_Estratto della pagina_
<<<<

La questione non è tanto o quanto si spende per le armi (come se il 2,1% sia più
sostenibile del 5% del Pil), ma tutto ciò che permette agli industriali di
costruire e ai militari di usare le armi. Quando si dice siamo in una “economia
di guerra” non si dice solo che la spesa per gli eserciti è eccessiva, ma che il
sistema sociopolitico ruota attorno alla guerra, dipende dai rapporti di forza
armati (deterrenza) e dalla capacità di usarli in qualsiasi omento e in
qualsiasi luogo (“prontezza”, la chiama Ursula von der Leyen). Letta e Draghi
nei loro rapporti/suggerimenti alla UE affermano che la competizione economica
(a partire dalla superiorità tecnologica) la si vince o la si perde nella misura
in cui gli appartati industriali militari saranno superiori a quelli dei
competitori. Mi pare che Israele lo stia dimostrando alla grande con l’IDF.
La spirale tra militarizzazione del pianeta, accaparramento delle materie prime
e controllo delle rotte commerciali moltiplica i conflitti armati (mai così
tanti dalla fine della Seconda guerra mondiale, 57) e aumenta spaventosamente i
fabbisogni energetici.

>>>>

_Esercizio proposto 1_
Secondo il testo sull'economia di guerra, perché dire che siamo in una “economia di guerra” significa più che denunciare una spesa eccessiva per gli eserciti? Rispondi in una, due o tre frasi.

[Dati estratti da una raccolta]

<<<<

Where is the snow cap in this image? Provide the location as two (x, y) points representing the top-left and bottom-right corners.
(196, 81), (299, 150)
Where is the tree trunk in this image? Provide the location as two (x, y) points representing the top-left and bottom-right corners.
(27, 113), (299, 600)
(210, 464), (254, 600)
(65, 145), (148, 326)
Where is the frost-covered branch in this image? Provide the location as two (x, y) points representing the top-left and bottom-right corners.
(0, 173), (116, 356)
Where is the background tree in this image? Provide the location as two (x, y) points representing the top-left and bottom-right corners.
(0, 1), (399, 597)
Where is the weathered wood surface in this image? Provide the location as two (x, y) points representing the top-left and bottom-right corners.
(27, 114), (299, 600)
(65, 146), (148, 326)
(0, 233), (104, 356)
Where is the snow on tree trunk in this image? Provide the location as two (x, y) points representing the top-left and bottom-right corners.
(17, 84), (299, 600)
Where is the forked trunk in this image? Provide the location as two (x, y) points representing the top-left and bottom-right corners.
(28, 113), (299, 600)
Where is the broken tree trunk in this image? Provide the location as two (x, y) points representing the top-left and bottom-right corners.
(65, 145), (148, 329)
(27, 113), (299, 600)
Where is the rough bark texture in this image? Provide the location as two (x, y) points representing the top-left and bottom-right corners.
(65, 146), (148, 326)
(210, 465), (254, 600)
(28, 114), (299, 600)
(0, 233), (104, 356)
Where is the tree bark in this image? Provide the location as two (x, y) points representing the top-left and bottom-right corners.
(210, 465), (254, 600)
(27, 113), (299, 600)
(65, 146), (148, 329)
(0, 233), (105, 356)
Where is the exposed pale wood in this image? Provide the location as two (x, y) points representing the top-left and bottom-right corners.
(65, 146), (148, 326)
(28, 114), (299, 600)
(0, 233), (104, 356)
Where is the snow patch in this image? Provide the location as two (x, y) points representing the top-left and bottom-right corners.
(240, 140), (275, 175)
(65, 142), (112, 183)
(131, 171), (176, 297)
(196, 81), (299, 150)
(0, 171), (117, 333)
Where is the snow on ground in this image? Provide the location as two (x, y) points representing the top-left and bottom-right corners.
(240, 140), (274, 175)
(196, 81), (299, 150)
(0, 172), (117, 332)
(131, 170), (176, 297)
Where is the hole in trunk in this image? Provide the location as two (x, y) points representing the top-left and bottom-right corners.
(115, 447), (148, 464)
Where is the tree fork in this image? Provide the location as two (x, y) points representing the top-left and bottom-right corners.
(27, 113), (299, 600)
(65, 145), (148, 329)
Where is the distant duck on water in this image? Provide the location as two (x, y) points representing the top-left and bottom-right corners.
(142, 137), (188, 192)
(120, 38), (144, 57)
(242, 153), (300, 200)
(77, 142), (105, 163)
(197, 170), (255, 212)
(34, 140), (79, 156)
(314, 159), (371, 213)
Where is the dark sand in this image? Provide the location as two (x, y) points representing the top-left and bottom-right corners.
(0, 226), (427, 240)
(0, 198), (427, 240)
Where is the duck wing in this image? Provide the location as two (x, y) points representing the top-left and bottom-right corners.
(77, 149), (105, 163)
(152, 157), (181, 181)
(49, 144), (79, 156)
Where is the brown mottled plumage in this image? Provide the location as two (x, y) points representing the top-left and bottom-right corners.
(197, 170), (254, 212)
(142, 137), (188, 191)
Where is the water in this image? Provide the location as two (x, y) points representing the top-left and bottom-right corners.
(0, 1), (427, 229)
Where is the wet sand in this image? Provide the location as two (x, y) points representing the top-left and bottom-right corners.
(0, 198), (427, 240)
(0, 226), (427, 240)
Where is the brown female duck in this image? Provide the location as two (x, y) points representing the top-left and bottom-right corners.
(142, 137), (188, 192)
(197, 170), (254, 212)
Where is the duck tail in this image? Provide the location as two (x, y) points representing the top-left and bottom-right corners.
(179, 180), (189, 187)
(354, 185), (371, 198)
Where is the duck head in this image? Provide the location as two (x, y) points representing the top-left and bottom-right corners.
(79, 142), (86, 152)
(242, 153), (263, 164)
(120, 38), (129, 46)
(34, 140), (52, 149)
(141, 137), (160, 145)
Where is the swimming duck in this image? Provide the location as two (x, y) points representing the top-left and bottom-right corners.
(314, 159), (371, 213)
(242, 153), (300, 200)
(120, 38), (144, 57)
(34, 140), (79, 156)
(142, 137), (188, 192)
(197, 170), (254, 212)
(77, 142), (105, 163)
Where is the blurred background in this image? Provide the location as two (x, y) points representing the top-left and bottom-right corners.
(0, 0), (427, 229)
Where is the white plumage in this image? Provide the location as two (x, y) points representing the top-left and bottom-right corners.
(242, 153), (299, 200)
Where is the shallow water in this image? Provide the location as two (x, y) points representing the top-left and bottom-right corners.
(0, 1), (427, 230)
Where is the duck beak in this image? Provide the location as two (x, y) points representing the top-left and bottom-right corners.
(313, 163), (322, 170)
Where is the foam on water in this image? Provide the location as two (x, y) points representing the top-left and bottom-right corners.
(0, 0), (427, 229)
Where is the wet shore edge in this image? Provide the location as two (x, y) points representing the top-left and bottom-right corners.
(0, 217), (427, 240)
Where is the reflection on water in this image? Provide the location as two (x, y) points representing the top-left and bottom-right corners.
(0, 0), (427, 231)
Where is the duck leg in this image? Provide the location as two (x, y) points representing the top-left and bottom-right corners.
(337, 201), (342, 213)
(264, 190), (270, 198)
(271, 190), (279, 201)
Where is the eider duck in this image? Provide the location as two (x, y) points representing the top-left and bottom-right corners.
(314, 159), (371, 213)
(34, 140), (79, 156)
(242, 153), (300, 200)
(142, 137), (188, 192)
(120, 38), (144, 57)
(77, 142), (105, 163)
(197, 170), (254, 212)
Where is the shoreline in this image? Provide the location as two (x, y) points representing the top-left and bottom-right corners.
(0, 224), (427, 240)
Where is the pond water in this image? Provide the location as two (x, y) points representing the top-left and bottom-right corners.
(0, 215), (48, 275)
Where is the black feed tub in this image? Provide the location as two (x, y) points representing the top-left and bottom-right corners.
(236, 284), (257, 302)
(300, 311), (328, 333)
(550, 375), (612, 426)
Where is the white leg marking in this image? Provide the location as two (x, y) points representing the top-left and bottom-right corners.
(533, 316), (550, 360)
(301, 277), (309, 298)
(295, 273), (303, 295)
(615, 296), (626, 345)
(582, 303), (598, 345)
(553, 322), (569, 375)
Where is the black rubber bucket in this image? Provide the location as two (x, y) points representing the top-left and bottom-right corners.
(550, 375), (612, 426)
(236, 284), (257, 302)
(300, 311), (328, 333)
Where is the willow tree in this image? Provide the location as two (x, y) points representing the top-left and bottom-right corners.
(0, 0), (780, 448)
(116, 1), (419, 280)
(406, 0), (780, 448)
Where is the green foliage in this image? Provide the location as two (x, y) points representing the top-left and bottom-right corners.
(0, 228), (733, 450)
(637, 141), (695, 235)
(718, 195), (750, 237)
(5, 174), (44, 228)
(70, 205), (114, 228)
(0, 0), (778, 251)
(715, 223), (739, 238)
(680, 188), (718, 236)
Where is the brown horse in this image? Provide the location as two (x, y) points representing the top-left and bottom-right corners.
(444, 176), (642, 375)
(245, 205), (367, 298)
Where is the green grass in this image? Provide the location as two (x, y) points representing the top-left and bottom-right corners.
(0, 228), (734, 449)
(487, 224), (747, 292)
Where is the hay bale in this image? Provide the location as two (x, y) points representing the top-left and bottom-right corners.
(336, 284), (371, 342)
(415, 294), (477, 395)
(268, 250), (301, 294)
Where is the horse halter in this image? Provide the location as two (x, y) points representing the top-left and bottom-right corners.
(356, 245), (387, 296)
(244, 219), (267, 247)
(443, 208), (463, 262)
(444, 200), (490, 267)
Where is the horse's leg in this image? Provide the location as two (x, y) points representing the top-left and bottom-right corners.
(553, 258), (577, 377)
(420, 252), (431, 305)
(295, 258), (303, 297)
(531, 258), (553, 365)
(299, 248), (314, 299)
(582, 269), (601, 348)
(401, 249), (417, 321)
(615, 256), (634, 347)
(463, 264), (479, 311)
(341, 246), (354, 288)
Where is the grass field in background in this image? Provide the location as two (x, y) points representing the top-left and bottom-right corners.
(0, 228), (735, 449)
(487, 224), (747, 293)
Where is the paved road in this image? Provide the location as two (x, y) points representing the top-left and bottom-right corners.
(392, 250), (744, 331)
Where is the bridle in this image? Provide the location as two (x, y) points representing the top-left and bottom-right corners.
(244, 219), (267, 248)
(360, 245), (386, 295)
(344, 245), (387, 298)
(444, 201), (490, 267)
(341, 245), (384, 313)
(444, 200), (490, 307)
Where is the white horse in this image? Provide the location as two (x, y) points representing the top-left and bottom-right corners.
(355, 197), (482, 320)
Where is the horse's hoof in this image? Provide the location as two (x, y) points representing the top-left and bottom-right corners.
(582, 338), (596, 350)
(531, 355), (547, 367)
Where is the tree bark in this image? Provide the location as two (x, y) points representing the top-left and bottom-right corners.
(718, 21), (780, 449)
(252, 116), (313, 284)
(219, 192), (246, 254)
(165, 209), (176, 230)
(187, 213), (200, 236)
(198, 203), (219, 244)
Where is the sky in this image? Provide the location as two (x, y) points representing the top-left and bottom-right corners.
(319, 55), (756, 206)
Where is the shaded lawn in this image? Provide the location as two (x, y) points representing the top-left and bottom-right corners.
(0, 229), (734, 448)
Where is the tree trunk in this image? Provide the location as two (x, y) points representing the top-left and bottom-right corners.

>>>>

_Esercizio proposto 2_
Trascrivi come elenco numerato le righe dei record che partono da quella contenente "Where is the reflection" e arrivano a quella contenente "(271, 190), (279, 201)", entrambe incluse, tralasciando le righe vuote.

_Risposta finale 1_
Perché l'espressione indica anche che il sistema sociopolitico ruota attorno alla guerra. Questo sistema dipende dai rapporti di forza armati, cioè dalla deterrenza. Dipende inoltre dalla capacità di usarli in ogni momento e in ogni luogo, la “prontezza” di cui parla Ursula von der Leyen.

_Risposta finale 2_
1. Where is the reflection on water in this image? Provide the location as two (x, y) points representing the top-left and bottom-right corners.
2. (0, 0), (427, 231)
3. Where is the duck leg in this image? Provide the location as two (x, y) points representing the top-left and bottom-right corners.
4. (337, 201), (342, 213)
5. (264, 190), (270, 198)
6. (271, 190), (279, 201)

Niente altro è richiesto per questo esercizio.